Reproduce the material character for character, starting at the line that contains "outline gray cabinet door" and stopping after the line that contains "M 265 257 L".

==== Record list ====

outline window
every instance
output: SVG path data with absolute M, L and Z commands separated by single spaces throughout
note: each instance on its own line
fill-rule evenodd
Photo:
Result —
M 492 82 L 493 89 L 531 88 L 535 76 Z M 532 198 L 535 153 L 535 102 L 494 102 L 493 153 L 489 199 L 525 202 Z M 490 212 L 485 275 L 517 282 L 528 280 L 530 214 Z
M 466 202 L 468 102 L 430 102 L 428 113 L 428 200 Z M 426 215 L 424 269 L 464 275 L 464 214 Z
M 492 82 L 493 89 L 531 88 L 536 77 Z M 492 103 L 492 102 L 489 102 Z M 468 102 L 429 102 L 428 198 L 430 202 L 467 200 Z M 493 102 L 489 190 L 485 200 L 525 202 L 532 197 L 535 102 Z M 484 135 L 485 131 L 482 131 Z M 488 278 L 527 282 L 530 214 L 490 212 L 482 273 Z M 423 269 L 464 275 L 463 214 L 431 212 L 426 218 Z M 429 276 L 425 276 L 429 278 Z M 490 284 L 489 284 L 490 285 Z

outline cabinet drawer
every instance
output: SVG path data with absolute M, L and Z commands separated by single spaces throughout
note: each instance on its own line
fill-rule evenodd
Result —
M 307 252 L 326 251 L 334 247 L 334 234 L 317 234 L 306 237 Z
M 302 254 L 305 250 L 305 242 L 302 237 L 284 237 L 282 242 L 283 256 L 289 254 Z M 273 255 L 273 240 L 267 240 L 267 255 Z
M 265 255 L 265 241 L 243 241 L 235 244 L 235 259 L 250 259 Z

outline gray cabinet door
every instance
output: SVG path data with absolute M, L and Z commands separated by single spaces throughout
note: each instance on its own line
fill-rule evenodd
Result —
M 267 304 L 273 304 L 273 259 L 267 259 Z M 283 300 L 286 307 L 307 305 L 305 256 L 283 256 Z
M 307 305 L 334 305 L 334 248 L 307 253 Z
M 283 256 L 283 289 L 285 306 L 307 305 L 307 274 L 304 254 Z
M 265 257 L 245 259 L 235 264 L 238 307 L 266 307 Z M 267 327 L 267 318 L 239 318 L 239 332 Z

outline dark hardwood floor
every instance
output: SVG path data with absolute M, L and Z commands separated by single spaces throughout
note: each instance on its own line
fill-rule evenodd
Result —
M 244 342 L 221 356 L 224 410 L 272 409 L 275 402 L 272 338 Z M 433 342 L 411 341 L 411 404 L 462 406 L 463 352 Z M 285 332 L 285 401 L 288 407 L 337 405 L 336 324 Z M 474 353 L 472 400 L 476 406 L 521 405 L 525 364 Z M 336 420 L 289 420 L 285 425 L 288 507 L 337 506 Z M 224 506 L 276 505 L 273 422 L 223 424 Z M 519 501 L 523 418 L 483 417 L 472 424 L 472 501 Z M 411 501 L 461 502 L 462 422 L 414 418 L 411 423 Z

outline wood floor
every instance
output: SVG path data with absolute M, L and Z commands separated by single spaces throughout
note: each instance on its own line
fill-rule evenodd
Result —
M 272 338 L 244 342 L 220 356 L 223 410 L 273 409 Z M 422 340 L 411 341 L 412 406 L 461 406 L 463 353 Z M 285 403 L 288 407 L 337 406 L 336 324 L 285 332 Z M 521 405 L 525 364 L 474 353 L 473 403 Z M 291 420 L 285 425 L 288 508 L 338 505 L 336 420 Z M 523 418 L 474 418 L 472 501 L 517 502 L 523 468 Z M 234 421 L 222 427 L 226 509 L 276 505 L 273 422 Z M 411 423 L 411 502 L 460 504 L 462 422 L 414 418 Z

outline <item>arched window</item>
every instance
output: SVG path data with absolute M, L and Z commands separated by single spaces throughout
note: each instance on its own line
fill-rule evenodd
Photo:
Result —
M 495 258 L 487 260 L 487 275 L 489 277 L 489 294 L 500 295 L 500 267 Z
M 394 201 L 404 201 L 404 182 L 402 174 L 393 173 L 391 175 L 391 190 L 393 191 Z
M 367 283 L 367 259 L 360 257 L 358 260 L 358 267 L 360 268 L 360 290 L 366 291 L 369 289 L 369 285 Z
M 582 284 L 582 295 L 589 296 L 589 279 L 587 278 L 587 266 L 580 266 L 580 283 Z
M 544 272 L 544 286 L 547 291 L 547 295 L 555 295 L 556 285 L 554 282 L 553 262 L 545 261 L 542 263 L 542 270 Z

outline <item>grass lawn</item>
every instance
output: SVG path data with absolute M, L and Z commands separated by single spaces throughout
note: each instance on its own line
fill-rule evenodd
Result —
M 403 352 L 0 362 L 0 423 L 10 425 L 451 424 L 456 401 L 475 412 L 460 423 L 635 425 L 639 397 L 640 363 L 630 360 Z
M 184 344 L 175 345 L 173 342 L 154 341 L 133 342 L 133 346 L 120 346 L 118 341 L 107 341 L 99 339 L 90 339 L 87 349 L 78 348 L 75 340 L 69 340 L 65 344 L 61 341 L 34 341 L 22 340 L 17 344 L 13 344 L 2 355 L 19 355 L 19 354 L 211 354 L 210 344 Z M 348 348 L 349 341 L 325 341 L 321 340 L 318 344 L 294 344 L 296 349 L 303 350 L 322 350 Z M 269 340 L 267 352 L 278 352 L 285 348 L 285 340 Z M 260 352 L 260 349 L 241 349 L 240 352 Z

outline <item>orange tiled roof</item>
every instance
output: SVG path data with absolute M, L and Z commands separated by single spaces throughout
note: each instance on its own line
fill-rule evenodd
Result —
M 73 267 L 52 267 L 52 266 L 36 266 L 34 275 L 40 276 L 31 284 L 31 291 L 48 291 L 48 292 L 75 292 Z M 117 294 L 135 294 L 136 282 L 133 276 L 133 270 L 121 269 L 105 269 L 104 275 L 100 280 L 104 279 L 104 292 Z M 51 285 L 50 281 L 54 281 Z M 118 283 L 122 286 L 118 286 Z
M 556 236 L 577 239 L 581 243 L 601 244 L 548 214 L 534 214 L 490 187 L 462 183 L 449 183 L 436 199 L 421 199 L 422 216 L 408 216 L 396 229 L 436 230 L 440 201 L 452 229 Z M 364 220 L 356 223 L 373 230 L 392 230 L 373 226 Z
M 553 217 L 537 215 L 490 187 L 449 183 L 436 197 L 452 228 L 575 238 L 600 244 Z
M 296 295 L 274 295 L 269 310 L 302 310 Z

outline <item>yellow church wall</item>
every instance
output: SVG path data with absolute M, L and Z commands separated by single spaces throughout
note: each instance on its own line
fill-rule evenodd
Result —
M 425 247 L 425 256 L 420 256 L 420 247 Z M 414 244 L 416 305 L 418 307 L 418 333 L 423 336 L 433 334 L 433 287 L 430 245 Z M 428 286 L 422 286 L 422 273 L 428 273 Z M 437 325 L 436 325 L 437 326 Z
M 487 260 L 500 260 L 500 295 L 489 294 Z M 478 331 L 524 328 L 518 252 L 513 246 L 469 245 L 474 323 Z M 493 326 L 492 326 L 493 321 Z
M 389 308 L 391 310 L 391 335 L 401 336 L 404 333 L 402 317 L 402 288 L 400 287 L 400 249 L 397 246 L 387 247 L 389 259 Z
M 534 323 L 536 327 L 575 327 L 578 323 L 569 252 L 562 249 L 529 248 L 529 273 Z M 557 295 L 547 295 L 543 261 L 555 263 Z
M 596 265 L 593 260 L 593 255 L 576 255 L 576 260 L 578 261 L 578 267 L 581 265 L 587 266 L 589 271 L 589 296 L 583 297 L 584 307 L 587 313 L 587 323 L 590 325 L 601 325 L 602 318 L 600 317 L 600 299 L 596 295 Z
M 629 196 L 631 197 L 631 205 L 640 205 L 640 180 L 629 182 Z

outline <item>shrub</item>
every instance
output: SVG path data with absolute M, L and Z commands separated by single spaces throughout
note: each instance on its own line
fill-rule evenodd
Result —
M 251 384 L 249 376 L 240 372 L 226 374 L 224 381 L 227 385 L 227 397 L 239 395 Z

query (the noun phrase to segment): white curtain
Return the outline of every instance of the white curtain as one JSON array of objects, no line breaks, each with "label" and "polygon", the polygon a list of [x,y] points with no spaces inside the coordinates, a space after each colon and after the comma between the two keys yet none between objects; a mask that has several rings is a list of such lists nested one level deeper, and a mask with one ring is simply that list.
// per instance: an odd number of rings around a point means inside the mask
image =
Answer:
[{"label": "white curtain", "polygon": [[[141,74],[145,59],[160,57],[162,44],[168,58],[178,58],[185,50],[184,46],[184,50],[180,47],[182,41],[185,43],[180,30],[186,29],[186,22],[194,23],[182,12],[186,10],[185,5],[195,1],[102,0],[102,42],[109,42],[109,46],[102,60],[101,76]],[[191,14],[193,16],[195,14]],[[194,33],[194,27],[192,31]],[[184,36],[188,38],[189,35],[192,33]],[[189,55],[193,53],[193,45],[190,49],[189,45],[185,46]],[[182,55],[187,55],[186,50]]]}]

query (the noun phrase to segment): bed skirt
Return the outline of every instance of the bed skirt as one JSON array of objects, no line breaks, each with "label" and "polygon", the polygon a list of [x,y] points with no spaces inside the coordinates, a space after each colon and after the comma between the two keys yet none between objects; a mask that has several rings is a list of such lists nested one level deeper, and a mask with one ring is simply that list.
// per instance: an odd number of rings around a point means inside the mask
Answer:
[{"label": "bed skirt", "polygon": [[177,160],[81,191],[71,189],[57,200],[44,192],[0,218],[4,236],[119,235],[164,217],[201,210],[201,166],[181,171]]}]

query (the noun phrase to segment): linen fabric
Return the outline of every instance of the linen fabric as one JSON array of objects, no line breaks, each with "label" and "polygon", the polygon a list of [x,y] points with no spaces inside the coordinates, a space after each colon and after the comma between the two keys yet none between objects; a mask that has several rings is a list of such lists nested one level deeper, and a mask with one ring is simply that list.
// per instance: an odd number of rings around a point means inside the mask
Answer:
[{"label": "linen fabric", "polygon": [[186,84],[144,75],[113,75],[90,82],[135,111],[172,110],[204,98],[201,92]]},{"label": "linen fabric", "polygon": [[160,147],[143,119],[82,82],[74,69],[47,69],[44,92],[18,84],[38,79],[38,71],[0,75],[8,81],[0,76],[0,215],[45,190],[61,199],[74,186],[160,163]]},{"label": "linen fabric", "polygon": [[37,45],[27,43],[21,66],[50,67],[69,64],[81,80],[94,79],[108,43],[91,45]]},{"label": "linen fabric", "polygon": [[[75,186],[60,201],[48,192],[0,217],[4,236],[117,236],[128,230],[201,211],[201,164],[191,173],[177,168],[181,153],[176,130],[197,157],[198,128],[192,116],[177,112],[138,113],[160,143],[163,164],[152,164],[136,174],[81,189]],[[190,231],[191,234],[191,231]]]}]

====

**Answer to the task**
outline gray cabinet door
every instance
output: SVG path data with absolute M, L and Z commands separated by single spaces throughout
note: each instance on its own line
fill-rule evenodd
Result —
M 267 304 L 273 304 L 273 259 L 267 259 Z M 283 300 L 286 307 L 307 305 L 305 256 L 283 256 Z
M 307 305 L 334 305 L 334 248 L 307 253 Z
M 283 256 L 283 289 L 285 306 L 307 305 L 307 274 L 304 254 Z
M 265 257 L 245 259 L 235 264 L 238 307 L 266 307 Z M 267 327 L 267 318 L 239 318 L 239 332 Z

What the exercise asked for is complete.